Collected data
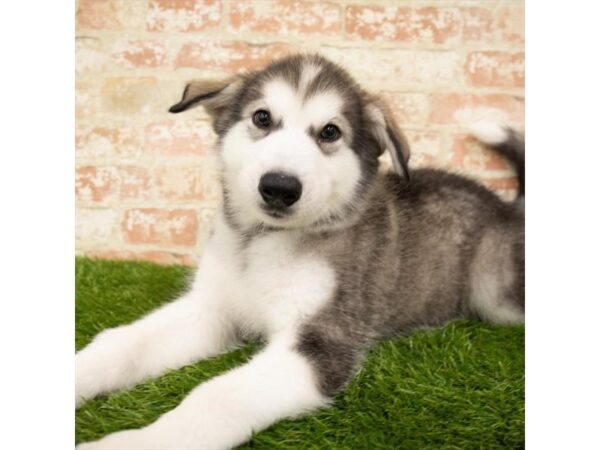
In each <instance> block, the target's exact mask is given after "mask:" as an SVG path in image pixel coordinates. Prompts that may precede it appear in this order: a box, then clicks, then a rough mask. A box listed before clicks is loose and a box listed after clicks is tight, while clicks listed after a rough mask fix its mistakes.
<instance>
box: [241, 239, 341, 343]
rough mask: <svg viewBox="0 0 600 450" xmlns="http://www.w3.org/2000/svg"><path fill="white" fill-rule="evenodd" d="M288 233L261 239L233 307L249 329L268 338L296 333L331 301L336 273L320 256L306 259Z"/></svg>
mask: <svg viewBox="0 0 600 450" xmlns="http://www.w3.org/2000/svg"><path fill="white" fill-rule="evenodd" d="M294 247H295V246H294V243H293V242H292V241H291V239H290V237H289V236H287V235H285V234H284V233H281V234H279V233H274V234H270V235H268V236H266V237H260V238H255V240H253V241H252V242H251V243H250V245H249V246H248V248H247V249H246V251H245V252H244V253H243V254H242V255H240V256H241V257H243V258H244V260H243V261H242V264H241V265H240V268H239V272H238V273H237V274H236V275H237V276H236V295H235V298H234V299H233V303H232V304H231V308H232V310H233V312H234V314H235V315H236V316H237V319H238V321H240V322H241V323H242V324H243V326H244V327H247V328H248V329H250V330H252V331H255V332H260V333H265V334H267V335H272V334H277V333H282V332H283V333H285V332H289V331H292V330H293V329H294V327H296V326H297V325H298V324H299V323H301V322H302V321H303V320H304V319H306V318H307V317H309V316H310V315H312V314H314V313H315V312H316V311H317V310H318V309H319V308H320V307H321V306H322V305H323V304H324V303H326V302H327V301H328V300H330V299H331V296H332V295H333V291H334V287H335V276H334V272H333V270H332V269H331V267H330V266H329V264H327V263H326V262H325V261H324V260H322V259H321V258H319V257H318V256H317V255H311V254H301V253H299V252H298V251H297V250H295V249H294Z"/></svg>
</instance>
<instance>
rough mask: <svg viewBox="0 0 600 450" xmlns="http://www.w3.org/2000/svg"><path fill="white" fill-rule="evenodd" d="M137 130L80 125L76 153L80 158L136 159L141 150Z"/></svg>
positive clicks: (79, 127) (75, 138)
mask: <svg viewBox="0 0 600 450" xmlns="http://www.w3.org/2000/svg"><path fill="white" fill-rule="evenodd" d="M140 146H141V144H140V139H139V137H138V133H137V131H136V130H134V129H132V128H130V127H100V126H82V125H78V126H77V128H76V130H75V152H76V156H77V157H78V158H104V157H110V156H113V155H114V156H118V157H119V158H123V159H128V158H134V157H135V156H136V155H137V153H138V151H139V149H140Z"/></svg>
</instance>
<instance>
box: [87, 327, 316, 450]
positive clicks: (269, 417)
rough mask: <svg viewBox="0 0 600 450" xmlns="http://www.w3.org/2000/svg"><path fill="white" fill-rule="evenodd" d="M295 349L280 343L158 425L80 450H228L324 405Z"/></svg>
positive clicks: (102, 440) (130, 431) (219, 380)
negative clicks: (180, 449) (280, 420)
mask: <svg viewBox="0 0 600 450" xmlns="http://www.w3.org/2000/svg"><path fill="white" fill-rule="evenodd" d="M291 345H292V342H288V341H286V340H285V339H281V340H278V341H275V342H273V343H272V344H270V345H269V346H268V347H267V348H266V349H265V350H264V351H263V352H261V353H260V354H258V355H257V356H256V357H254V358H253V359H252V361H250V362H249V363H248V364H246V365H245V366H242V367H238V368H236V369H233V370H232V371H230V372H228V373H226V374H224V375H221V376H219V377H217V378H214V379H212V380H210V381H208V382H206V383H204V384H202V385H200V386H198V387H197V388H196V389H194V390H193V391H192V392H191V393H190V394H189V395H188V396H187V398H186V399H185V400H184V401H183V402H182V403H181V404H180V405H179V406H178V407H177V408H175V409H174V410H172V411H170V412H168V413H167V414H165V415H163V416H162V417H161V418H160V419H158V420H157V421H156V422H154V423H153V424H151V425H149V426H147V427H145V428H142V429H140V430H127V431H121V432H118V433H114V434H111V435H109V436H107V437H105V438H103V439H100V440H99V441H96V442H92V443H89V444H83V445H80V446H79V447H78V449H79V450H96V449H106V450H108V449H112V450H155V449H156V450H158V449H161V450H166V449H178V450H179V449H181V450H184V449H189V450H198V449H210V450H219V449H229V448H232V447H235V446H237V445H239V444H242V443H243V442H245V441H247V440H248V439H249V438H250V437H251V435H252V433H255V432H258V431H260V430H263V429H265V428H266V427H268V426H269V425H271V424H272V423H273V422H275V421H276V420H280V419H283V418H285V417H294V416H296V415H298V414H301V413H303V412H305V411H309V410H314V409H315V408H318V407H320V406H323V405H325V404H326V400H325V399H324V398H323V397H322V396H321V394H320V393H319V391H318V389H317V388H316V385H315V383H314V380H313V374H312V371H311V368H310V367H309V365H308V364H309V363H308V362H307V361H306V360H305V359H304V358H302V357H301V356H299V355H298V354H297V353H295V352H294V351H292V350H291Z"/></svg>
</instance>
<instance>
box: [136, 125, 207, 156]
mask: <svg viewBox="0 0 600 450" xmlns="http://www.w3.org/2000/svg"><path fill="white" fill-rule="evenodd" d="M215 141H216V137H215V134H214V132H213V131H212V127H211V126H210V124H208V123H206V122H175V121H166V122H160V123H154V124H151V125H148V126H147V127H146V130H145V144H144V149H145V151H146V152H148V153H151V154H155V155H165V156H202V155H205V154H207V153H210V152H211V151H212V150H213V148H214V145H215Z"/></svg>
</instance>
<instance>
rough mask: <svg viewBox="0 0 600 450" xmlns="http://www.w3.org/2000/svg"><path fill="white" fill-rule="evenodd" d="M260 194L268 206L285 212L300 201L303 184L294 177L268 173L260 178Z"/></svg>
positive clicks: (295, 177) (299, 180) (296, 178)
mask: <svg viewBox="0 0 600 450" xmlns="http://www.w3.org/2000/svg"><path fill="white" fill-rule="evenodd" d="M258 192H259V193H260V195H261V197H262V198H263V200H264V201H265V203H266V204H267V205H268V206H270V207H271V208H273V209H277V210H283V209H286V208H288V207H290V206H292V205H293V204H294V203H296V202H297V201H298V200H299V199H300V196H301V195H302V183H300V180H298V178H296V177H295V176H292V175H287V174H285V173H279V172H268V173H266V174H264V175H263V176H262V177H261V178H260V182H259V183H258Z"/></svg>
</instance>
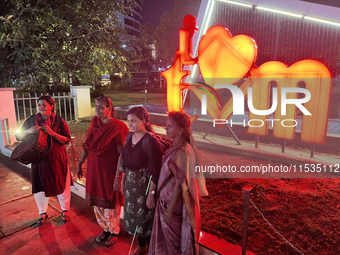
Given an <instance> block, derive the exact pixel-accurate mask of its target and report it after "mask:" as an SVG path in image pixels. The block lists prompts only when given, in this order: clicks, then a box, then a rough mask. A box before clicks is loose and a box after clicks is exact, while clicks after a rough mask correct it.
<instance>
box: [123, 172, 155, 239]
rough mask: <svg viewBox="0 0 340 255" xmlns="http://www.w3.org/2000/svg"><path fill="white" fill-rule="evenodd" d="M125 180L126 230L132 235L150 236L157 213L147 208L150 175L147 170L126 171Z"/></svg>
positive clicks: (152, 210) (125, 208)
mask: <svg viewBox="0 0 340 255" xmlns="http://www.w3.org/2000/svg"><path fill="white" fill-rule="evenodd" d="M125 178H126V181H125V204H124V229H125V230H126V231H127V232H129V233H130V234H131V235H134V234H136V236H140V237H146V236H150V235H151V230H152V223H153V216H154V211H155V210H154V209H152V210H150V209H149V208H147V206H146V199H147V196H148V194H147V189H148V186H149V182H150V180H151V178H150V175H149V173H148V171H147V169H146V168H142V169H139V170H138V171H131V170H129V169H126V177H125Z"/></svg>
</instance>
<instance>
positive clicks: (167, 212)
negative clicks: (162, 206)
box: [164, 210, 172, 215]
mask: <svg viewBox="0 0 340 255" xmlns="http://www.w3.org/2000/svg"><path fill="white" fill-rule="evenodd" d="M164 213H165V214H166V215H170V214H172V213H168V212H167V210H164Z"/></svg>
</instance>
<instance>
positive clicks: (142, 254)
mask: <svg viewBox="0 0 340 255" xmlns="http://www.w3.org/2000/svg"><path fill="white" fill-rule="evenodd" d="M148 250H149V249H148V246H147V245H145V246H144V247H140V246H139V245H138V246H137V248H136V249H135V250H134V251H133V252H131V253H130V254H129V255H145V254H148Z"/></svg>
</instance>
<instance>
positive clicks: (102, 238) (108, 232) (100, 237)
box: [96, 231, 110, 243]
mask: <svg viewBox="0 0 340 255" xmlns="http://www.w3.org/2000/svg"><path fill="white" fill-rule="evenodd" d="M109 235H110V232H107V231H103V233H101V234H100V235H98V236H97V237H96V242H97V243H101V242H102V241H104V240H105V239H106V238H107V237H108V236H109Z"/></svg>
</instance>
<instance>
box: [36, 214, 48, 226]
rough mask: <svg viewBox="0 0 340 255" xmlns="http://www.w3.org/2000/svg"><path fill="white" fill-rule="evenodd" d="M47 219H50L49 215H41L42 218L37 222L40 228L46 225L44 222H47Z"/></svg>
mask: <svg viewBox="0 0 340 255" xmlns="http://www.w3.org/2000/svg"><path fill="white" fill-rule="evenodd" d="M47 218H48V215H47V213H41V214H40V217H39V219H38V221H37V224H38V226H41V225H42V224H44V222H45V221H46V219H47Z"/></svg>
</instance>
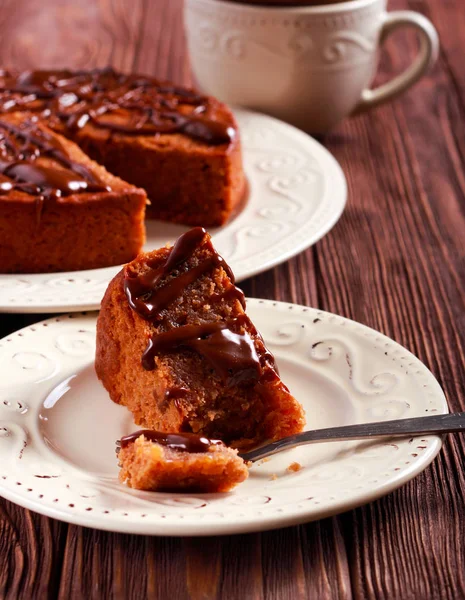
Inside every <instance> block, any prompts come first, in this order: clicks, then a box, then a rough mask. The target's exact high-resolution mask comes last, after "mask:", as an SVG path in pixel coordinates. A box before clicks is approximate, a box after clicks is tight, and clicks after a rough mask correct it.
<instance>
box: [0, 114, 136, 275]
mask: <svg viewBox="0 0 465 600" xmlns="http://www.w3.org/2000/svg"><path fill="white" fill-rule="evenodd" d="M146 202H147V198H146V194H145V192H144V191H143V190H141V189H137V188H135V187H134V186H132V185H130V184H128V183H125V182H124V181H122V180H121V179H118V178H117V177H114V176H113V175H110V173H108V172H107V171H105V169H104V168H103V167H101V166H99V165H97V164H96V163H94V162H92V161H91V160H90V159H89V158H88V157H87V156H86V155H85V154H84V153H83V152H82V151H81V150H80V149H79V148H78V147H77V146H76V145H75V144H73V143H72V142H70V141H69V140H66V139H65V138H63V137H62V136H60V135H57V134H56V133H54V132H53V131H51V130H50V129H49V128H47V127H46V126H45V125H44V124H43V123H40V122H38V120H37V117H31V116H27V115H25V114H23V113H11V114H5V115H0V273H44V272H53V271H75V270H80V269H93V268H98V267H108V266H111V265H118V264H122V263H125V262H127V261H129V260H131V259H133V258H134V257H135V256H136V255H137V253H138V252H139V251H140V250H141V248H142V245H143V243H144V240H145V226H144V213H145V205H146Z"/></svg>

> [Work request] Echo the rows verbatim, beginning at the first row and stopping after the line that contains "233L261 239L233 307L249", with both ends included. Omit any pictures from your output.

> [Result of the exercise]
In each <instance> block, the target's exact mask is given after "mask:" as an SVG path in image pixel coordinates. Prompts that may precede it appear in this order: a box, then clicks, then a rough mask. A box listed before clicks is loose and a box listed after clicks is tight, while clicks listed after a rough mask fix its mistakes.
<instance>
box: [241, 239, 341, 343]
rough mask: <svg viewBox="0 0 600 450" xmlns="http://www.w3.org/2000/svg"><path fill="white" fill-rule="evenodd" d="M288 233L261 239L233 307L249 329L268 338L296 333L331 301L336 273L320 256L306 259Z"/></svg>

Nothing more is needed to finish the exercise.